EXERCISE: Write the data out again so that it matches word for word.

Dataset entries
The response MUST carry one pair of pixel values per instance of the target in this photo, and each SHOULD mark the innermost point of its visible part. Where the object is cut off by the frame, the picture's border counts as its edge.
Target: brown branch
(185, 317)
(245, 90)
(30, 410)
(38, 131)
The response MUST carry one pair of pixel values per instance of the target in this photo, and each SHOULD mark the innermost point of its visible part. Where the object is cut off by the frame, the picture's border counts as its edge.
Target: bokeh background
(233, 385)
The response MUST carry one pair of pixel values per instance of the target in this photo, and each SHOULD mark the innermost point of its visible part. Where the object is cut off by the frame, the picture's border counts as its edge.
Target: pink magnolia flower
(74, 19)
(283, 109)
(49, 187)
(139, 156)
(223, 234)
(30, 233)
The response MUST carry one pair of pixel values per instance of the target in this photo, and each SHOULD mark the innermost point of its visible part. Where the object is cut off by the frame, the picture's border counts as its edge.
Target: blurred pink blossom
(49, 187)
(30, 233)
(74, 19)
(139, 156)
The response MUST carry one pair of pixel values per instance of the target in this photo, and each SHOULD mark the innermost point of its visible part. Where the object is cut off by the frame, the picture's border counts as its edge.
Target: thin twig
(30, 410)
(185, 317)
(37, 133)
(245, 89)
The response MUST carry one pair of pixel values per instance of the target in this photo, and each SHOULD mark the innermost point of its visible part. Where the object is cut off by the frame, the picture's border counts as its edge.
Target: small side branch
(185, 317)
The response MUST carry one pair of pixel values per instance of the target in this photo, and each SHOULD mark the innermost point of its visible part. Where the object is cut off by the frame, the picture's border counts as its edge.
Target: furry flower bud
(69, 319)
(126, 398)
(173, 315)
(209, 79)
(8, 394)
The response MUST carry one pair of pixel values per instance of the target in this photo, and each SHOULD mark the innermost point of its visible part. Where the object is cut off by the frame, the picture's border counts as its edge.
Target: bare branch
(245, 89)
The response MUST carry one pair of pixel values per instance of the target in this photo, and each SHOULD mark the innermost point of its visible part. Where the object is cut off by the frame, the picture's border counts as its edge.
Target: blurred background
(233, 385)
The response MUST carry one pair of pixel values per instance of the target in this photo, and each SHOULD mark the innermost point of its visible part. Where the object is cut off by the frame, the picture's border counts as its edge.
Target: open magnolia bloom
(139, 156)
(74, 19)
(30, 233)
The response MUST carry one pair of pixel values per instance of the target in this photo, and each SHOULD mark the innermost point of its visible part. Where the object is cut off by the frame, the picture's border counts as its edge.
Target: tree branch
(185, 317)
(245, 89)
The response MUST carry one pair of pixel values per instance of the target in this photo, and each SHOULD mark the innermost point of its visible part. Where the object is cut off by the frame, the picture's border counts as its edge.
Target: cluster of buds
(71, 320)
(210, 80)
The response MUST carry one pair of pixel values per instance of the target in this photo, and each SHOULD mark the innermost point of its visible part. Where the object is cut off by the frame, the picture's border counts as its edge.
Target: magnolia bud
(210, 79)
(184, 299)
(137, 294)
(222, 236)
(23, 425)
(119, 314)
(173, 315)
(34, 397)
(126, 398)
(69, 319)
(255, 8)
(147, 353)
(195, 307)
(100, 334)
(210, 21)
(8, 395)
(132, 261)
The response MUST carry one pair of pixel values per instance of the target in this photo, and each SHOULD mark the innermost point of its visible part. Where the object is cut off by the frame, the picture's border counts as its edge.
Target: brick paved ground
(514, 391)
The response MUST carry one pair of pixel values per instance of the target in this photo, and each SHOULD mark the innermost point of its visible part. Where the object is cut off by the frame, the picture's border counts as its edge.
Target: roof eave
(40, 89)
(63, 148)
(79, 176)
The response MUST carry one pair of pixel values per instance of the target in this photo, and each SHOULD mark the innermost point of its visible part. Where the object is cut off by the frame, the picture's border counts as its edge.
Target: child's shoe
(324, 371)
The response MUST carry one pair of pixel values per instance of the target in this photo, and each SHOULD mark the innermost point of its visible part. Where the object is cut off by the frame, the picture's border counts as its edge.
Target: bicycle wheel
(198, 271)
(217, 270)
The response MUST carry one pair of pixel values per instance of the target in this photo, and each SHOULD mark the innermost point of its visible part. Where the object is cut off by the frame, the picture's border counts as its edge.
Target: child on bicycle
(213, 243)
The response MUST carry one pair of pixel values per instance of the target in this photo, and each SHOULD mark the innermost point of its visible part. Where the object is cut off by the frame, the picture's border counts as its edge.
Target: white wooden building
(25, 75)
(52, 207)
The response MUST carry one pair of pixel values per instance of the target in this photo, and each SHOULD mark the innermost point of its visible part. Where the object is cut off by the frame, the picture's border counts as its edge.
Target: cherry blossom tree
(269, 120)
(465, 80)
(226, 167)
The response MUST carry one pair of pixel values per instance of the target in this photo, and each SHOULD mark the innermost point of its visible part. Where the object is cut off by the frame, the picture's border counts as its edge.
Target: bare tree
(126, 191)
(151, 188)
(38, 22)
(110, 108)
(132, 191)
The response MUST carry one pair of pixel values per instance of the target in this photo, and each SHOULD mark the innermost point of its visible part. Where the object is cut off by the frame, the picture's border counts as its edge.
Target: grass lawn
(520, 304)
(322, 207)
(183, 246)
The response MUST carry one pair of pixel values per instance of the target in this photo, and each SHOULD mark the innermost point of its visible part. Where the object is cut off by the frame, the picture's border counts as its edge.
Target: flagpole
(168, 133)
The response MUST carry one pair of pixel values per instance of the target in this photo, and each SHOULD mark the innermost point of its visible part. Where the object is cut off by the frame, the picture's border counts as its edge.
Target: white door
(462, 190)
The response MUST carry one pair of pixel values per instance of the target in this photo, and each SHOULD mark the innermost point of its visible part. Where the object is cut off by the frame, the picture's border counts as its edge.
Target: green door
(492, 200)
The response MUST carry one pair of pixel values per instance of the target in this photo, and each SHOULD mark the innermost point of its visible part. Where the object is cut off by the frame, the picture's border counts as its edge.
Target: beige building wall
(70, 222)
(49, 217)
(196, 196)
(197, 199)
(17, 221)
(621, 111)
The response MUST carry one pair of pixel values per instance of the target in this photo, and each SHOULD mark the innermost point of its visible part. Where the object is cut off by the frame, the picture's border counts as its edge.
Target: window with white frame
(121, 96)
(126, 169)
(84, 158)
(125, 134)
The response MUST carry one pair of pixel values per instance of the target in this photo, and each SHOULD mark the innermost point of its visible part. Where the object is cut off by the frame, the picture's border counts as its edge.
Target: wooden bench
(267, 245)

EXERCISE RESPONSE:
The response MUST carry one pair of pixel values per instance of the target in this photo, and each SHOULD mark the innermost point of its visible part. Where the object is cut off by the frame, the picture's border counts as its edge.
Target: brown branch
(185, 317)
(245, 90)
(30, 410)
(38, 131)
The response MUST carry one pair of pixel values per instance of the target in this photo, and each SHOULD mark the innermost point of its visible part. Where the object is cut off by the frame, the picture's border counts as its edge.
Target: bokeh background
(233, 385)
The response MUST carry one pair of pixel values per instance of the target in this photo, and each SHOULD mark the innermost point of its visible part. Where the object is cut off by the frame, the picture's border counts as its edge.
Target: pink magnolia flower
(74, 19)
(283, 109)
(49, 187)
(139, 156)
(223, 234)
(30, 233)
The response MUST carry one pair of pixel values per instance of the target in this photo, and each SHOULD mark the innermost point of its visible part. Where the object is cut off by the frame, the picture's border counts as its edge.
Target: blurred pink blossom
(49, 187)
(30, 233)
(74, 19)
(139, 156)
The response MUST carry one pair of pixel values per instance of the target in this photo, and each SHOULD mark the innermost point of its visible part. Where the object is cut off by the frame, the picture's border counts as its edge.
Target: thin twig
(30, 410)
(185, 317)
(37, 133)
(245, 89)
The response MUST carry one pair of pixel values per instance of the target in this photo, and each SHOULD mark the innermost point of its visible part. Where the object is cut off by the frame, the picture's border counts as its edge.
Target: small side branch
(185, 317)
The response MUST carry one pair of pixel values per instance of the target in this photo, and each SHOULD mark the innermost point of its visible part. Where the object is cut off by the frame, the picture's border counts as its edge.
Target: furry flower bud
(69, 319)
(126, 398)
(173, 315)
(209, 79)
(8, 394)
The response MUST carry one pair of pixel values per instance of the target in this photo, and each SHOULD mark the innermost point of its visible part. Where the object is cut off by the frame, the picture's border counts as its edge.
Target: bare branch
(245, 89)
The response MUST carry one pair of pixel values per instance of the target in this photo, and each SHOULD mark the innermost point of its visible part. Where the object is cut off by the frame, the picture's border counts as its edge.
Target: blurred background
(233, 385)
The response MUST carry one pair of pixel values per instance of the target in this photo, and each SHOULD mark the innermost point of its visible part. Where the object is cut off by the frame, the picture's border counts as its edge.
Target: open magnolia bloom
(139, 156)
(74, 19)
(30, 233)
The response MUST carry one pair of pixel values per instance of the target in this photo, and each SHOULD mark the innermost point of its visible part. Where the object is cut off by the frame, the picture's border counts as its edge.
Target: tree branch
(185, 317)
(245, 89)
The response MUST carry one pair of pixel values per instance of the target in this photo, and each SHOULD mark the innermost point of its visible part. Where the object is cut off by the frame, the picture's border counts as its edge.
Target: cluster of buds
(71, 320)
(210, 80)
The response MUST carry one pair of pixel values per instance of the target in this photo, and each SHOULD mark the innermost point of its visible part. Where the object is cut off by the frame, the picture's border counts as its edge.
Target: magnolia bud
(210, 79)
(184, 299)
(137, 294)
(222, 236)
(23, 425)
(119, 314)
(173, 315)
(34, 397)
(126, 398)
(69, 319)
(255, 8)
(147, 353)
(195, 307)
(100, 334)
(210, 21)
(8, 395)
(132, 261)
The response MUST carry one pair of pixel values per instance of the target in this photo, and each SHOULD mark the innermost point of its visible part. Where the object is cut off by the frame, the picture's border counts as its edge.
Target: brick paved ground
(514, 391)
The response MUST carry one pair of pixel values per instance of the target in this photo, and each SHOULD mark the innermost point of its visible part. Where the object is cut off by the frame, the picture's border counts as its edge.
Target: roof eave
(40, 89)
(63, 148)
(79, 176)
The response MUST carry one pair of pixel values per instance of the target in this photo, and each SHOULD mark the innermost point of its visible part. Where the object is cut off by the frame, the picture's border counts as its edge.
Target: child's shoe
(324, 371)
The response MUST carry one pair of pixel values per instance of the target in this photo, and each SHOULD mark the innermost point of its visible part. Where the object is cut off by the frame, the picture's border counts as its edge.
Target: bicycle wheel
(198, 271)
(217, 270)
The response MUST carry one pair of pixel values per instance of the target in this photo, and each SHOULD mark the innermost point of its visible part. Where the object is cut off by the frame, the picture's border counts as its edge.
Target: child on bicycle
(213, 243)
The response MUST carry one pair of pixel values per instance of the target in this photo, and each SHOULD mark the innermost point of its visible part. Where the object is cut off by the frame, the picture's border counts as its edge.
Target: white wooden building
(25, 75)
(52, 207)
The response MUST carry one pair of pixel values per instance of the target in this photo, and each SHOULD mark the innermost point of its visible part. Where the object is cut off by the frame, the picture's border counts as its edge.
Target: cherry blossom tree
(269, 120)
(465, 80)
(226, 167)
The response MUST carry one pair of pixel values per instance of the target in this photo, and each SHOULD mark the innermost point of its visible part. Where the object is cut off by the frame, the picture's border counts as its edge.
Target: bare tree
(126, 191)
(151, 188)
(38, 22)
(110, 108)
(132, 191)
The response MUST carry one pair of pixel values per instance of the target in this photo, and each SHOULD mark the innermost point of its visible part. Where the object is cut off by the frame, the picture's border counts as its edge.
Target: grass lawn
(520, 304)
(322, 207)
(183, 246)
The response MUST carry one pair of pixel values per instance of the target in this photo, and each SHOULD mark the innermost point of its visible part. Where the object is cut off by the frame, the picture's border counts as its edge.
Target: flagpole
(168, 133)
The response MUST carry one pair of pixel values per instance of the target in this photo, and each SHOULD mark the innermost point of its visible part. Where the object is cut off by the frame, the picture's border counts as its edge.
Target: white door
(462, 190)
The response MUST carry one pair of pixel values per instance of the target in this photo, and each SHOULD mark the innermost point of its visible part. Where the object is cut off by the frame, the picture's border counts as its edge.
Target: green door
(492, 200)
The response MUST carry one pair of pixel values per instance of the target in this photo, and each SHOULD mark the innermost point of its visible part. Where the object is cut off by the frame, the picture's border counts as its edge.
Target: beige building wall
(70, 222)
(49, 217)
(196, 196)
(197, 199)
(17, 221)
(621, 111)
The response MUST carry one pair of pixel values per instance of the target in this photo, and each SHOULD mark the innermost point of its visible part. Where the object is cut off by the frame, the picture's border counts as its edge.
Target: window with white frame
(121, 96)
(126, 169)
(84, 158)
(125, 134)
The response MUST carry one pair of pixel values per instance of the target in this photo, and each SHOULD mark the innermost point of its visible part. Where the object is cut off by the frame, the picture's border counts as its edge.
Target: wooden bench
(267, 245)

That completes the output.